_COMPITO DA SVOLGERE_
Nel testo qui sotto, sui trattori nelle strade e in tv, quali tipi di alimentazione vengono nominati? Elencali tutti.

_TESTO IN ESAME_
.....
Autore: Lorenzo Grazzi
Da qualche settimana non possiamo accendere la tv senza trovarci davanti un trattore: trattori in tangenziale, trattori nel grande raccordo anulare, trattori nelle piazze, trattori persino a Sanremo.
Ma che vogliono questi?
Come spesso accade le cose sono più complicate di come i media (e la politica) cercano di proporci.
Partiamo da una considerazione basica e tragica: quello che mangiamo non esiste in natura. Che siate vegani, vegetariani, frugivori, carnivori, pescivori o qualunque altra cosa vi venga in mente, il vostro apparato digerente non vede (e forse non ha mai visto) prodotti creati da Madre Natura.
Le moderne tecnologie hanno permesso di modificare geneticamente ogni tipo di pianta, ma le cose sono cominciate ben prima di quello che si possa pensare.
.....
Voci salvate
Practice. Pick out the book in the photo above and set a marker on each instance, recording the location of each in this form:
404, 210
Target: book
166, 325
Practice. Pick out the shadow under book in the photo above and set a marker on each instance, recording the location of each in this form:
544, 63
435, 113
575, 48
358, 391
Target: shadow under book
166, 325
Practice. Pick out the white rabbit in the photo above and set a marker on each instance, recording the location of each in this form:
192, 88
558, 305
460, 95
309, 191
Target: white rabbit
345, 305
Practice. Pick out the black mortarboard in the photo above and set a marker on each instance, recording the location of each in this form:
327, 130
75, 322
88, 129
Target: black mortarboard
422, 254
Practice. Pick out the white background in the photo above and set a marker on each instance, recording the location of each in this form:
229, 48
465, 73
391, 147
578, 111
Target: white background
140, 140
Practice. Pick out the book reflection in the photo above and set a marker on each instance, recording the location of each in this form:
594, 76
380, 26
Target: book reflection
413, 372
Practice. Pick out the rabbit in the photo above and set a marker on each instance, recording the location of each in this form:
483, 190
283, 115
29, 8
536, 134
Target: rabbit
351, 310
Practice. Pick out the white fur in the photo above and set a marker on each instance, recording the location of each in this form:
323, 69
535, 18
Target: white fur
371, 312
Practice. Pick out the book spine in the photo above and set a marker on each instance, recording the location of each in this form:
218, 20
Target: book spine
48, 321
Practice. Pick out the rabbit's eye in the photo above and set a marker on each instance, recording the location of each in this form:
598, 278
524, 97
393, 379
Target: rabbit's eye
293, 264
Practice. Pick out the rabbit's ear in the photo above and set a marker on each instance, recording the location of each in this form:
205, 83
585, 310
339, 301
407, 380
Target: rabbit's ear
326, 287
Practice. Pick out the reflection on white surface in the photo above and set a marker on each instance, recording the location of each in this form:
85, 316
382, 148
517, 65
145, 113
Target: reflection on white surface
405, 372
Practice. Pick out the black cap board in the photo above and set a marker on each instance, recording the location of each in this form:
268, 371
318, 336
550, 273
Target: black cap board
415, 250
.....
_RISPOSTA_
vegani, vegetariani, frugivori, carnivori, pescivori